• What the exercise asks
Here are some entries. Print them exactly as they are.

[Items from a dataset]
· · ·
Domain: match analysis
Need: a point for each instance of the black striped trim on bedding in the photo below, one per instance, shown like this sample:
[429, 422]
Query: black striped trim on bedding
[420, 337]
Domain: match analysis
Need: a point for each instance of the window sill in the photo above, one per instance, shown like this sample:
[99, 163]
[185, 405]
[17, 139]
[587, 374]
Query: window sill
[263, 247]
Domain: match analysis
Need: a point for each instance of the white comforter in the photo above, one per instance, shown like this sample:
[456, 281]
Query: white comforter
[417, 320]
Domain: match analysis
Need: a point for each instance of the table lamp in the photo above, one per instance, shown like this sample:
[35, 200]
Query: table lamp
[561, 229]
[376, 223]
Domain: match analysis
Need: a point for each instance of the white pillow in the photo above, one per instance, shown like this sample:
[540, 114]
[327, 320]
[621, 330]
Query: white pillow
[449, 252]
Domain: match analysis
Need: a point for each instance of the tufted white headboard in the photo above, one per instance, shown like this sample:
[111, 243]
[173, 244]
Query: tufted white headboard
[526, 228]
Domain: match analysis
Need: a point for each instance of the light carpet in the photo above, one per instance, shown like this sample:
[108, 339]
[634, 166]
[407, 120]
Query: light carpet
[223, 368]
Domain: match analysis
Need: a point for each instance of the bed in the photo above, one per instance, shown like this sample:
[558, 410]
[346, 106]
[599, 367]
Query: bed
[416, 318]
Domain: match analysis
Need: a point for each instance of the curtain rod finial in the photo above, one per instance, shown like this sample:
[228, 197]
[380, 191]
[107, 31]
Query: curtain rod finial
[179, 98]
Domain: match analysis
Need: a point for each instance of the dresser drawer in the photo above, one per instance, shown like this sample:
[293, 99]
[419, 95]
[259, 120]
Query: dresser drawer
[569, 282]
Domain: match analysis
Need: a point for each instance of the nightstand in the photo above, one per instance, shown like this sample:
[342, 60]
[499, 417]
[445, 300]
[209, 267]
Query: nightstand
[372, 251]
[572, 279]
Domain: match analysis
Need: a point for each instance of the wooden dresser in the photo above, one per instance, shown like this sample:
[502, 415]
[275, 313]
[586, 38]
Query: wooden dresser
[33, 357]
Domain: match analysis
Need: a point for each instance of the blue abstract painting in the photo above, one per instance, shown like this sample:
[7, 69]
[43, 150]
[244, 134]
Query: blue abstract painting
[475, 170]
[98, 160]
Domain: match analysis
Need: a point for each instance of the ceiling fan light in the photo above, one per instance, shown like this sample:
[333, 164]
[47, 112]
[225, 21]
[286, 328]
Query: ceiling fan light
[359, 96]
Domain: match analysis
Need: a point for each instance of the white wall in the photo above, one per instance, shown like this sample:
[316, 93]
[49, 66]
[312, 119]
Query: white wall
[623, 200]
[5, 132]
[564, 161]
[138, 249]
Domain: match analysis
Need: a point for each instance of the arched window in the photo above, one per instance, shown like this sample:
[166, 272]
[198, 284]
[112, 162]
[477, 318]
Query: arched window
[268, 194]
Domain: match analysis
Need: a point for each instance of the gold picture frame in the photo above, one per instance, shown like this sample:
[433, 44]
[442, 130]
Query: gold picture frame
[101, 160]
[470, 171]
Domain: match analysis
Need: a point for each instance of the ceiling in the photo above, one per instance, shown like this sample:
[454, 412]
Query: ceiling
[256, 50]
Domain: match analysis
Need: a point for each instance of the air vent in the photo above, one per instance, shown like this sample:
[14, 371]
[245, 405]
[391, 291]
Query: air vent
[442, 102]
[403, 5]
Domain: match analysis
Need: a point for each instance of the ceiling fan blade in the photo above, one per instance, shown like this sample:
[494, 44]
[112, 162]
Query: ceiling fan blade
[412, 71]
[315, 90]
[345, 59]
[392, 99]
· · ·
• The completed task
Domain: match analysis
Need: a point for each instance of the black striped trim on bedding in the photo below, one per instance, shown like this sample:
[429, 422]
Query: black striped trim on bedding
[420, 337]
Domain: match analysis
Need: a point for each instance of the window sill in the photo above, one per instance, shown like this sample:
[99, 163]
[185, 405]
[17, 139]
[587, 374]
Query: window sill
[263, 247]
Domain: match analysis
Need: a point for each instance of the white comforter in the photo above, one per instance, shown like this sample:
[456, 281]
Query: white comforter
[417, 320]
Domain: match analysis
Need: a point for each instance of the table lamp in the photo above, one per instance, shown like this sample:
[35, 200]
Query: table lamp
[561, 229]
[376, 223]
Domain: match analysis
Need: a point for each instance of the white pillow in the photo above, one per instance, shown like this sample:
[540, 114]
[327, 320]
[621, 330]
Query: white pillow
[449, 252]
Domain: match analysis
Need: a point for each instance of the tufted white headboard in the photo above, one per instance, shown like this sample:
[111, 243]
[173, 244]
Query: tufted white headboard
[526, 228]
Domain: match analysis
Need: a point for each instance of the light carpet in the photo above, one per instance, shown like this sample:
[108, 339]
[634, 166]
[407, 120]
Query: light carpet
[223, 368]
Domain: match analysis
Need: a point for each instance of the bed in the photo above, one per instance, shown like this sample:
[558, 410]
[346, 106]
[599, 367]
Query: bed
[416, 318]
Domain: match analysis
Need: a point for each instance of the curtain rod finial in the photo above, one per instance, shown like this sample:
[228, 197]
[380, 191]
[107, 31]
Query: curtain rod finial
[179, 98]
Domain: match analysis
Need: a point for each instance of the dresser drawer in the photo above, one per instance, shown like this sample:
[293, 99]
[419, 95]
[259, 120]
Query: dresser drawer
[569, 282]
Domain: match analysis
Need: a point for each instance of the nightstand in the photo above, one per instance, shown like this sample:
[342, 60]
[499, 417]
[445, 300]
[209, 267]
Query: nightstand
[372, 251]
[572, 279]
Domain: match analysis
Need: a point for each instance of the wooden dresser in the photo above, one per instance, shown like this sample:
[502, 415]
[275, 313]
[586, 38]
Query: wooden dresser
[33, 357]
Domain: match analysis
Need: a point for each instance of the blue abstract painting in the photo above, one per instance, shown like this sample:
[7, 69]
[43, 150]
[244, 134]
Query: blue abstract painting
[475, 170]
[98, 160]
Domain: match analysis
Need: a point for each instance of the ceiling fan light in the photo above, one per instance, shown like this sample:
[333, 164]
[47, 112]
[225, 21]
[286, 328]
Query: ceiling fan light
[359, 96]
Domain: match analysis
Need: a point for each instance of the white wall in the photo above, one per instance, shown like this sample:
[316, 93]
[49, 66]
[312, 119]
Query: white wall
[623, 200]
[5, 132]
[564, 161]
[138, 249]
Domain: match analysis
Need: a point for each instance of the arched window in the photo above, one per instance, shown like this sample:
[166, 272]
[198, 284]
[112, 162]
[477, 318]
Query: arched window
[268, 194]
Domain: match analysis
Need: a point for each instance of the gold picture frame in the photo above, one per instance, shown like this sample:
[433, 44]
[442, 130]
Query: gold picture frame
[101, 160]
[470, 171]
Domain: match analysis
Need: a point for each instance of the ceiling in the photo above, one per instance, shown like this sample:
[454, 412]
Query: ceiling
[256, 50]
Domain: match analysis
Need: a point for each instance of the air vent in the photo above, one per instance, shown like this sample:
[14, 371]
[245, 405]
[391, 291]
Query: air vent
[442, 102]
[403, 5]
Domain: match analysis
Need: a point for each instance of the ceiling fan blade in the photo above, one per instance, shown like this sample:
[494, 44]
[112, 162]
Query: ceiling fan blade
[412, 71]
[315, 90]
[345, 59]
[392, 99]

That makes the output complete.